Exercise description:
For each entry below, write an exact copy and leave out the images.

^^^^^^^^

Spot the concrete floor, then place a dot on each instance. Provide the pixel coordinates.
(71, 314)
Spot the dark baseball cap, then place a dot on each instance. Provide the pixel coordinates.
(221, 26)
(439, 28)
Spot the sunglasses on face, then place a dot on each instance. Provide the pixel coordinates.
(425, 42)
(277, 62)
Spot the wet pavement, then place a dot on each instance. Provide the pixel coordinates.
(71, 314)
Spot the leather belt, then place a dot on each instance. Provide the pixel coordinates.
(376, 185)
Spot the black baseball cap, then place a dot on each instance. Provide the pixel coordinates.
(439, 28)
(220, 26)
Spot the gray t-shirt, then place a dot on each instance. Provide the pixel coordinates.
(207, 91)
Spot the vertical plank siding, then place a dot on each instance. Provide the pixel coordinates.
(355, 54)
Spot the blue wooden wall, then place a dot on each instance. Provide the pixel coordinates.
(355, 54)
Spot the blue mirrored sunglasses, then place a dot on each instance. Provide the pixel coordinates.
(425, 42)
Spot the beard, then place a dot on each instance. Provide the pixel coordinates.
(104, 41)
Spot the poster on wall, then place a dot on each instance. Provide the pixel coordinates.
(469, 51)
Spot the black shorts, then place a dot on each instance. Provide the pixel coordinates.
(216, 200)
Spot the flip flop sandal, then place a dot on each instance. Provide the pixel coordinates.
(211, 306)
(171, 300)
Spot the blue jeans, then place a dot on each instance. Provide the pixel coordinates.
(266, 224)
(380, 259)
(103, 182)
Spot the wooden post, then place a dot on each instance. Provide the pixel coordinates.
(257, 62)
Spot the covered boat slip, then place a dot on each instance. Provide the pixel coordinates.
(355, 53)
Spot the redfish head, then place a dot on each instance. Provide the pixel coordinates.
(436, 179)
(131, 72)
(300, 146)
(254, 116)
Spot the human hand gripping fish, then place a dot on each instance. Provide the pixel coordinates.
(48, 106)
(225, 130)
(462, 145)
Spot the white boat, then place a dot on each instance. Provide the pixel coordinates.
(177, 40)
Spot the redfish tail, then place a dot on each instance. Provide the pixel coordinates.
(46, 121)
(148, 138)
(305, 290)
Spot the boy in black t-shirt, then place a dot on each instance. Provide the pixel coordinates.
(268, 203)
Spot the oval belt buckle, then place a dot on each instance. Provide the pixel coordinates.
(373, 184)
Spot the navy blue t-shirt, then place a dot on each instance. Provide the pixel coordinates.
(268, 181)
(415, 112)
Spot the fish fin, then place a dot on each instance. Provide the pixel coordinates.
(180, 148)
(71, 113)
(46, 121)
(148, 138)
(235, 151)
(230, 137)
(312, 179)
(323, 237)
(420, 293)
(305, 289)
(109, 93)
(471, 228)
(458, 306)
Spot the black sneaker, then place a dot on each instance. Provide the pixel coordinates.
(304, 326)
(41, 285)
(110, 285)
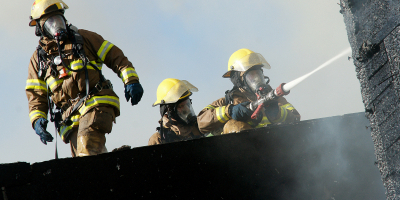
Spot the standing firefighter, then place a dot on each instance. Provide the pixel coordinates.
(231, 114)
(65, 77)
(178, 120)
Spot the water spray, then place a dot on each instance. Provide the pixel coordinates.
(284, 88)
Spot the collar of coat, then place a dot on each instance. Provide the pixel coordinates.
(179, 129)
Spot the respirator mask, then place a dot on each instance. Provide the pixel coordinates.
(255, 80)
(56, 28)
(185, 111)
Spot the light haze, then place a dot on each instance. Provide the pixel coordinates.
(189, 40)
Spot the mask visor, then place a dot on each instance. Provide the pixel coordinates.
(185, 111)
(55, 24)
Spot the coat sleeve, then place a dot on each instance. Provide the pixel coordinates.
(112, 56)
(213, 116)
(287, 113)
(36, 92)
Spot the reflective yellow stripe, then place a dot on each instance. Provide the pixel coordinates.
(111, 100)
(53, 82)
(288, 106)
(65, 130)
(220, 112)
(209, 107)
(283, 116)
(33, 115)
(35, 84)
(128, 72)
(104, 49)
(59, 6)
(78, 64)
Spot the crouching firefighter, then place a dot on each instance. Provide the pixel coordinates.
(231, 113)
(178, 120)
(66, 67)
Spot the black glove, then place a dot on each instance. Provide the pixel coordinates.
(272, 110)
(40, 128)
(240, 112)
(134, 92)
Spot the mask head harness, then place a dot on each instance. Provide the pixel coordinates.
(252, 80)
(181, 112)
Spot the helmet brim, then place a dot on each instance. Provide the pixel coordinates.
(32, 23)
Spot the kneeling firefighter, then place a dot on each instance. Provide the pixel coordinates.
(178, 120)
(65, 77)
(230, 113)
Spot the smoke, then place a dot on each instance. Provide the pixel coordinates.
(337, 161)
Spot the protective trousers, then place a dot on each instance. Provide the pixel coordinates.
(89, 138)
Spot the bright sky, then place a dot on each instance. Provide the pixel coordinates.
(189, 40)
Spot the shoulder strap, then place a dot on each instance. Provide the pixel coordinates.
(229, 95)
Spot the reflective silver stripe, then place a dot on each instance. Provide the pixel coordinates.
(66, 130)
(209, 107)
(263, 122)
(78, 64)
(128, 72)
(35, 84)
(104, 49)
(53, 82)
(220, 112)
(111, 100)
(35, 114)
(288, 106)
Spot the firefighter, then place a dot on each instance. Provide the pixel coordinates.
(230, 113)
(178, 120)
(65, 78)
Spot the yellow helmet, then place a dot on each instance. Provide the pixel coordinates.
(42, 7)
(172, 90)
(243, 59)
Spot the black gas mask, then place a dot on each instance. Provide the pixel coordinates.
(55, 28)
(255, 80)
(185, 112)
(181, 111)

^^^^^^^^

Reply to the exercise:
Spot the concrete floor, then place a dot on each instance. Provide the pixel coordinates.
(71, 314)
Spot the dark baseball cap, then place a dot on each instance. Provide the pixel coordinates.
(221, 26)
(439, 28)
Spot the sunglasses on face, then place a dot on each instance. Provide the pixel coordinates.
(425, 42)
(277, 62)
Spot the wet pavement, then place a dot on each instance. Provide the pixel coordinates.
(71, 314)
Spot the leather belt, then place a dot on each instance. Provide the pixel coordinates.
(376, 185)
Spot the black baseball cap, then place a dot on each instance. Provide the pixel coordinates.
(439, 28)
(220, 26)
Spot the gray t-shirt, then place a dot on each instance. Provide the pixel coordinates.
(207, 91)
Spot the vertical plank siding, then place a dot on each instance. Provide the pixel coordinates.
(355, 54)
Spot the blue wooden wall, then place a dot on each instance. Provide the pixel coordinates.
(355, 54)
Spot the blue mirrored sunglasses, then place a dot on each instance. Provide the pixel coordinates.
(425, 42)
Spot the beard, then place a dot on each instance. Provide the pixel coordinates.
(104, 41)
Spot the poster on wall, then place a dot on each instance. Provide the pixel coordinates.
(469, 51)
Spot the black shorts, then place a dot on each instance. Provide the pixel coordinates.
(216, 200)
Spot the flip flop sandal, then place a dot on each instance. Provide the pixel coordinates.
(211, 306)
(171, 300)
Spot the blue jeans, then place a dot on each instance. Provide the pixel coordinates.
(266, 224)
(380, 259)
(103, 182)
Spot the wooden post, then place a dot on each instance. Provide the pixel coordinates.
(257, 62)
Spot the covered boat slip, then place a dot on each instance. Provide the pixel coordinates.
(355, 53)
Spot the redfish head, then place a dot on each instance. Provide the pixel coordinates.
(436, 179)
(131, 72)
(300, 146)
(254, 116)
Spot the human hand gripping fish, then place a dot on each instance. Provide the pixel coordinates.
(48, 106)
(225, 130)
(462, 145)
Spot the white boat, then place a dot on each instance. Provide the pixel coordinates.
(177, 40)
Spot the redfish tail, then place a dot on each instance. Provide the pixel coordinates.
(46, 121)
(148, 138)
(305, 290)
Spot the boy in black t-shirt, then place a dot on each instance. Provide the pixel coordinates.
(268, 203)
Spot the oval belt buckle, then place a dot on each instance. Provide the pixel coordinates.
(373, 184)
Spot the navy blue t-shirt, then place a dot on each instance. Provide the pixel coordinates.
(268, 181)
(415, 112)
Spot the fish fin, then place a dot on each instance. Provide the pixel coordinates.
(180, 148)
(71, 113)
(46, 121)
(148, 138)
(235, 151)
(230, 137)
(312, 179)
(323, 237)
(420, 293)
(305, 289)
(109, 93)
(471, 228)
(458, 306)
Spot the black sneaker, then place a dot on each instance. Provide the pixel coordinates.
(304, 326)
(41, 285)
(110, 285)
Spot the standing firefighter, then place a dot on each instance. Provide the pixel coordinates.
(231, 114)
(65, 77)
(178, 120)
Spot the water spray, then place a dot on each instance. Provide the pixel coordinates.
(284, 88)
Spot the collar of coat, then place a dot on each instance. Provide the pixel coordinates.
(179, 129)
Spot the respirator mask, then place a dot on each instance. Provide the pixel coordinates.
(255, 80)
(56, 28)
(185, 111)
Spot the light haze, then place a dot on each instance. Provide the pixel coordinates.
(189, 40)
Spot the mask visor, then place a dot on each instance. Provide the pixel coordinates.
(185, 111)
(55, 24)
Spot the coat sleeve, then place a dot on each instance. Provide the pixel coordinates.
(112, 56)
(213, 116)
(287, 113)
(36, 92)
Spot the reflective yellow stripe, then place a dot on each instance. Provide the pixel coordinates.
(111, 100)
(53, 82)
(288, 106)
(65, 130)
(220, 112)
(209, 107)
(283, 116)
(33, 115)
(35, 84)
(128, 72)
(104, 49)
(59, 6)
(78, 64)
Spot the crouching firefighter, then place a dot on each instance. Provide the pixel coordinates.
(231, 113)
(178, 120)
(66, 67)
Spot the black glove, then place a dot on each instance. Provide the pixel coordinates.
(272, 110)
(40, 128)
(240, 112)
(134, 92)
Spot the mask head harness, then place a dot on each instance. Provide the pixel coordinates.
(252, 80)
(181, 112)
Spot the helmet brim, then place a dot on each instance. Provide the pixel coordinates.
(32, 23)
Spot the kneeling firefighter, then place a dot on each instance. Provide the pixel coordinates.
(178, 120)
(65, 77)
(230, 113)
Spot the smoke, then place a dot on each instance. Provide the pixel coordinates.
(337, 161)
Spot the protective trousers, then place a dot on each instance. Provide the pixel coordinates.
(89, 138)
Spot the bright sky, then place a dot on each instance. Provide the pixel coordinates.
(189, 40)
Spot the shoulder strap, then place a dot on each instance. Provide the pixel coordinates.
(229, 95)
Spot the reflective silver stripe, then place a dot on each instance. Provide the pixel coordinates.
(66, 130)
(209, 107)
(263, 122)
(78, 64)
(128, 72)
(35, 84)
(104, 49)
(53, 82)
(220, 112)
(111, 100)
(35, 114)
(288, 106)
Spot the firefighter, then place a dot on each instance. Provide the pixel coordinates.
(230, 113)
(178, 120)
(65, 78)
Spot the yellow helmet, then place a dot on each instance. Provide the pixel coordinates.
(42, 7)
(172, 90)
(243, 59)
Spot the black gas mask, then place a dot on each instance. Provide the pixel coordinates.
(55, 28)
(255, 80)
(185, 112)
(181, 111)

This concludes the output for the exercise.